■ DÉFI A: Reprenez l'extrait sur la conférence de France Esports de "J'étais il y" à "chemin à parcourir.", en remplaçant "lessives" par "yaourts".

■ EXTRAIT PROPOSÉ:
************

Secrétaire bénévole du pôle communication de France Esports, Stéphane Rappeneau définit ainsi sa mission : "Mon travail consiste à écrire les compte-rendus des réunions du pôle communication, corriger les slides du boss et m'assurer que sa cape ne traîne pas par terre". Il dresse pour team-aAa.com un bilan de la conférence donnée par l'association au ministère du numérique à laquelle il a assisté, avant d'interroger Nicolas Besombes sur certains points qui font polémique.
J'étais il y a quelques jours au ministère du numérique, invité à écouter l'association France Esports présenter l'état du secteur en 2018. Dans une ambiance de rentrée, les principaux acteurs de l'industrie étaient présents, avides de savoir s'ils avaient bien fait de quitter leur job de publicitaire pour lessives il y a 5 ans. Mounir Mahjoubi, Secrétaire d'Etat du numérique et grand manitou de la French Tech dont les nombreux clones arpentent les incubateurs parisiens, était également sur scène pour affirmer le soutien du gouvernement "au esport". Expression qu'il a d'ailleurs répétée plusieurs fois pour bien faire saigner nos oreilles et nous faire comprendre qu'il restait du chemin à parcourir.

************

■ ENREGISTREMENTS FOURNIS:
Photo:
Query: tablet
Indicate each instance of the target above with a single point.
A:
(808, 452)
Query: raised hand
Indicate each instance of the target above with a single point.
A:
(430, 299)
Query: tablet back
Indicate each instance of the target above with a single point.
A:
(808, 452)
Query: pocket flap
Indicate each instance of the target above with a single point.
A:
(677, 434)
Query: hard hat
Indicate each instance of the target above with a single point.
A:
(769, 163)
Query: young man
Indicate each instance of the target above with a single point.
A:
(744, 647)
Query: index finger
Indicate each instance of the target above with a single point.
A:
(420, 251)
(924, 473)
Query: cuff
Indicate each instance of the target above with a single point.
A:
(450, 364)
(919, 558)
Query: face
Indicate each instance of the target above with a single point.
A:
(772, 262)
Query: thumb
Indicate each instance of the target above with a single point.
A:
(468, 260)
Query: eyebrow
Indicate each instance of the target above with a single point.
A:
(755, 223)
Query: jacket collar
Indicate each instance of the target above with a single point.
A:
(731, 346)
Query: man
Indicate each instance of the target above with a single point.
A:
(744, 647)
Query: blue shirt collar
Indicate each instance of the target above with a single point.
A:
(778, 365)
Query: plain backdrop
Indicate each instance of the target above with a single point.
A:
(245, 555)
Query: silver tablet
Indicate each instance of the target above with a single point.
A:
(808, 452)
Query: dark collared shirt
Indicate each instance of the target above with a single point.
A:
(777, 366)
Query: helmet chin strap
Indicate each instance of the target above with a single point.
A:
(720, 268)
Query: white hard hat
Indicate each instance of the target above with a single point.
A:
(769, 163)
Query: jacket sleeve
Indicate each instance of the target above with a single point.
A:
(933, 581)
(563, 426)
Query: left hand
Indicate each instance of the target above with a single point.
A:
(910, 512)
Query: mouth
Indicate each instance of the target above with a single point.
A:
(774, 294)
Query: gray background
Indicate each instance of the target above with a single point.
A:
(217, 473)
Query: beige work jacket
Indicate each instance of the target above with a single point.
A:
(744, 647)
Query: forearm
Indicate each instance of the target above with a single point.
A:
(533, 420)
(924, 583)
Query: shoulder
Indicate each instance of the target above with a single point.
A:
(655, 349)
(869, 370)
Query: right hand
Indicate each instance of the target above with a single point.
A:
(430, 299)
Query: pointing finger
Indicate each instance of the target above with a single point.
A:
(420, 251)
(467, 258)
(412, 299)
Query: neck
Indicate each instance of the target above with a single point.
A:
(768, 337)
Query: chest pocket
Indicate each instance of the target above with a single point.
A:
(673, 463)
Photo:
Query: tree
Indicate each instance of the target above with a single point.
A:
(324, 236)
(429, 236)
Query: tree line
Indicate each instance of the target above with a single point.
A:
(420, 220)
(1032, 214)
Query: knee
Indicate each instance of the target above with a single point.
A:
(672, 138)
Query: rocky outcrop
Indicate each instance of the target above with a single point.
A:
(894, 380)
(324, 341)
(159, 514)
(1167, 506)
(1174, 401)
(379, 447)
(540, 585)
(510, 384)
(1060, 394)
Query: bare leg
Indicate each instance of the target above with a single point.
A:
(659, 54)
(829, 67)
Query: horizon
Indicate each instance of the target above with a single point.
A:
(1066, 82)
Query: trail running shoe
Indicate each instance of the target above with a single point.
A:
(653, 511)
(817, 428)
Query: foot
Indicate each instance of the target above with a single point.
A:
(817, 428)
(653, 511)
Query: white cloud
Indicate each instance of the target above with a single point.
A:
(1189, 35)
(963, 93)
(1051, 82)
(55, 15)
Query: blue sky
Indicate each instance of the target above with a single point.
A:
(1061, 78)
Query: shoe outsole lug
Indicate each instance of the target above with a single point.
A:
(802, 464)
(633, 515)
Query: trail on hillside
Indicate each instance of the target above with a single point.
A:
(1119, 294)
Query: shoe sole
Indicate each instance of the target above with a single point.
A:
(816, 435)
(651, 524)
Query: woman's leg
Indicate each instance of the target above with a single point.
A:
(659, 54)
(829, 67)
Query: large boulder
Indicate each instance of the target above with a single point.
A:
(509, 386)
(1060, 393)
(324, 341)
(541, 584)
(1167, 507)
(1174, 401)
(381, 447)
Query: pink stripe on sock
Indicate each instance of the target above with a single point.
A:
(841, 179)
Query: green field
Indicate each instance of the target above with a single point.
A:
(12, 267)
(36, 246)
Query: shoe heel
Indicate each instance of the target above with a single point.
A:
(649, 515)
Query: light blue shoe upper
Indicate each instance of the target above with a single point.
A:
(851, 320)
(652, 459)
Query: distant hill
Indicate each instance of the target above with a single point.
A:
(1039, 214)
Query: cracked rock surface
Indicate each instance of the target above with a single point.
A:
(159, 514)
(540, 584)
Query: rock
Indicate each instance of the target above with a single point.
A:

************

■ DÉFI B: Recopiez à l'identique les lignes des enregistrements, de la ligne contenant "Query: shoe heel" à celle contenant "(1039, 214)", ces deux lignes comprises.

■ BONNE RÉPONSE A:
J'étais il y a quelques jours au ministère du numérique, invité à écouter l'association France Esports présenter l'état du secteur en 2018. Dans une ambiance de rentrée, les principaux acteurs de l'industrie étaient présents, avides de savoir s'ils avaient bien fait de quitter leur job de publicitaire pour yaourts il y a 5 ans. Mounir Mahjoubi, Secrétaire d'Etat du numérique et grand manitou de la French Tech dont les nombreux clones arpentent les incubateurs parisiens, était également sur scène pour affirmer le soutien du gouvernement "au esport". Expression qu'il a d'ailleurs répétée plusieurs fois pour bien faire saigner nos oreilles et nous faire comprendre qu'il restait du chemin à parcourir.

■ BONNE RÉPONSE B:
Query: shoe heel
Indicate each instance of the target above with a single point.
A:
(649, 515)
Query: light blue shoe upper
Indicate each instance of the target above with a single point.
A:
(851, 320)
(652, 459)
Query: distant hill
Indicate each instance of the target above with a single point.
A:
(1039, 214)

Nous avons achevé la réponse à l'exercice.